Consigne a: Convertissez en tableau Markdown les lignes des entrées, de celle qui contient "Q: For every instance of the blue" jusqu'à la fin des entrées, bornes incluses, en omettant les lignes vides. Nommez les colonnes « N° » pour le numéro de rangée et « Ligne » pour le texte.

Page:
***
Sammlung der Entscheidungen des Schweizerischen Bundesgerichts
Collection des arrêts du Tribunal fédéral suisse
Raccolta delle decisioni del Tribunale federale svizzero

BGE 107 IV 119



107 IV 119

34. Extraits de l'arrêt de la Cour de cassation pénale du 6 mars 1981
dans la cause B. contre Ministère public du canton de Vaud (pourvoi en
nullité) Regeste

    Art. 198 und 199 StGB; Gewinnsucht.

    Die Begriffe "Gewinnsucht", "gewinnsüchtige Absicht" ("dessein de
lucre"), die im besonderen Teil des Strafgesetzbuches verwendet werden,
bedeuten nicht das gleiche wie der im allgemeinen Teil (Art. 48 Ziff. 1
Abs. 2, 50 Abs. 1 und 106 Abs. 2 StGB) verwendete Begriff der "Gewinnsucht"
***
Entrées d'annotation de coordonnées:
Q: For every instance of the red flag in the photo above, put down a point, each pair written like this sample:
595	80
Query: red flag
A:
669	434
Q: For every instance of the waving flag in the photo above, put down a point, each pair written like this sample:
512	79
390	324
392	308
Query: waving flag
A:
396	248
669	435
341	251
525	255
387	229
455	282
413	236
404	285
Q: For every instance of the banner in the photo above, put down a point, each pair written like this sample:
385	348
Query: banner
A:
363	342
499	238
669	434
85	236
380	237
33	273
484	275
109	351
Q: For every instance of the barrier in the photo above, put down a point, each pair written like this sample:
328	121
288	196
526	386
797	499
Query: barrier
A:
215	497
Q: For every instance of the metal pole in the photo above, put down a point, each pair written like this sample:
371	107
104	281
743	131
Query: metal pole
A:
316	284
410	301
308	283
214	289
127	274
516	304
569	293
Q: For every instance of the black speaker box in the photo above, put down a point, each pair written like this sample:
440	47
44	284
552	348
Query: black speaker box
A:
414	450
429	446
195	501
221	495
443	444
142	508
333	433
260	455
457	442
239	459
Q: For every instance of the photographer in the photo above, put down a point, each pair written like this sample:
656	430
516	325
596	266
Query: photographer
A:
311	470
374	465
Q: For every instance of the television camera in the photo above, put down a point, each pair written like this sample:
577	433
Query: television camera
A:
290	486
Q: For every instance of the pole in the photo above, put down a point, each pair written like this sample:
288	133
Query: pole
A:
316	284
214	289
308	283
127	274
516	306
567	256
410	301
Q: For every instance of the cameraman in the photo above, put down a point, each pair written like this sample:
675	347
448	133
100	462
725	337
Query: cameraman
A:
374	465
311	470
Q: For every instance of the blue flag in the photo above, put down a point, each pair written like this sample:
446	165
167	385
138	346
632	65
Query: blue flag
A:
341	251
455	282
***
Consigne b:
Répondez brièvement à ces questions sur l'arrêt :
(i) Quelle cour a rendu l'arrêt, et à quelle date ?
(ii) Quelle partie est opposée à B. dans la cause ?
(iii) Quels articles du StGB sont cités en tête du regeste ?

Réponse détaillée a:
| N° | Ligne |
|---|---|
| 1 | Q: For every instance of the blue flag in the photo above, put down a point, each pair written like this sample: |
| 2 | 446	165 |
| 3 | 167	385 |
| 4 | 138	346 |
| 5 | 632	65 |
| 6 | Query: blue flag |
| 7 | A: |
| 8 | 341	251 |
| 9 | 455	282 |

Réponse détaillée b:
(i) La Cour de cassation pénale, le 6 mars 1981.
(ii) Le Ministère public du canton de Vaud.
(iii) Les articles 198 et 199.